### TO DO:
Scale the entries starting with the line containing "form [(89, 343)]." and going on through the end of the entries by writing every line out again, requests included. Multiply each pixel coordinate in the answers (not those in the requests or their format samples) by 1.9 and round to whole numbers, rounding halves up.

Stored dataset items

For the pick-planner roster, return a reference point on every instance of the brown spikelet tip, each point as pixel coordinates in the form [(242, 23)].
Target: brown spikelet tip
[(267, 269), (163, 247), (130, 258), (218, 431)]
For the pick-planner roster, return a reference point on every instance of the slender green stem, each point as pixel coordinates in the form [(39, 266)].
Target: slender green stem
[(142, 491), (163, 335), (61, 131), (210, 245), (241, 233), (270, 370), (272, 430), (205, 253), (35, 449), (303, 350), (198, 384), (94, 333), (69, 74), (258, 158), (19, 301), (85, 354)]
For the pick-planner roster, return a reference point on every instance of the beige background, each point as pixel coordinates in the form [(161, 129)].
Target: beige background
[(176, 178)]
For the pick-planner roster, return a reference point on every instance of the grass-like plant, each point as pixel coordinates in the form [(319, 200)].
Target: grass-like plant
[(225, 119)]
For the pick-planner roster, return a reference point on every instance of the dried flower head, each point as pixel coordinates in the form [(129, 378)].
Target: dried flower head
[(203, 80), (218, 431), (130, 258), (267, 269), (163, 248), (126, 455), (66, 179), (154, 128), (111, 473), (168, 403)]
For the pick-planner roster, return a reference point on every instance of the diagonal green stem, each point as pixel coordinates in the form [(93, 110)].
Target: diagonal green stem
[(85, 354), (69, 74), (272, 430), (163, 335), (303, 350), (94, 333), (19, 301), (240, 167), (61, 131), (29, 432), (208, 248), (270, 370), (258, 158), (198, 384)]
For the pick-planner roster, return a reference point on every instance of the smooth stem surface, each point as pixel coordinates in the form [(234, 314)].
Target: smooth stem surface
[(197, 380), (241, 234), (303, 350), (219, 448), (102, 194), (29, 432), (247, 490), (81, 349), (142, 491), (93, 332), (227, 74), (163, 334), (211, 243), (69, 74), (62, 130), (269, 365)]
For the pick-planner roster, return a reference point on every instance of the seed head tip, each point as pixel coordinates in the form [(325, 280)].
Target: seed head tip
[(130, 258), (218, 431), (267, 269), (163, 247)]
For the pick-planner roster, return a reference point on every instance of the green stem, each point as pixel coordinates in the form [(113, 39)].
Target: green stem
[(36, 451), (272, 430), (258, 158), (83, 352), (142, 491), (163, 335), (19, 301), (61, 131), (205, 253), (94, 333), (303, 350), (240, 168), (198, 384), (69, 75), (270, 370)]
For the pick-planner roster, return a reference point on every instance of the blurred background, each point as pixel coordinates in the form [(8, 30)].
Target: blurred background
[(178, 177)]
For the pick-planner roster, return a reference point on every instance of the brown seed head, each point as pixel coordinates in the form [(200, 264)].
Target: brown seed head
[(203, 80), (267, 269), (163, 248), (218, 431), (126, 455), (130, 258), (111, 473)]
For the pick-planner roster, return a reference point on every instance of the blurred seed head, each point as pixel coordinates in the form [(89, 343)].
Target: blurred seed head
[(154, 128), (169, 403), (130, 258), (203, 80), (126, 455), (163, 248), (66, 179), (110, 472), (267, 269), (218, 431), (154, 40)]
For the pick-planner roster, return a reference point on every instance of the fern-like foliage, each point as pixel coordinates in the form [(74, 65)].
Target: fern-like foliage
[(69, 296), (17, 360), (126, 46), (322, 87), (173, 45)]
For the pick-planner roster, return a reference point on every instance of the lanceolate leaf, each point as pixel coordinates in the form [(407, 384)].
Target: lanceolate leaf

### THE COMPLETED TASK:
For the pick-planner roster, return a reference point on every instance of the blurred seed head, each point as pixel coordinates in the form [(89, 343)].
Target: blurred seed head
[(293, 243), (321, 766), (247, 490), (386, 152), (239, 865), (310, 471), (125, 340), (209, 897), (507, 511), (414, 819), (293, 76)]
For the pick-planner roster, return a reference point on every instance of the fern-like foliage, each point as pixel coordinates in the form [(74, 65)].
Target: fern-like foliage
[(131, 562), (32, 684), (239, 87), (612, 165), (329, 86)]
For the pick-planner roster, return a reference point on every instance of the lanceolate leaf, each point as pixel coordinates in the form [(407, 384)].
Target: lanceolate leaf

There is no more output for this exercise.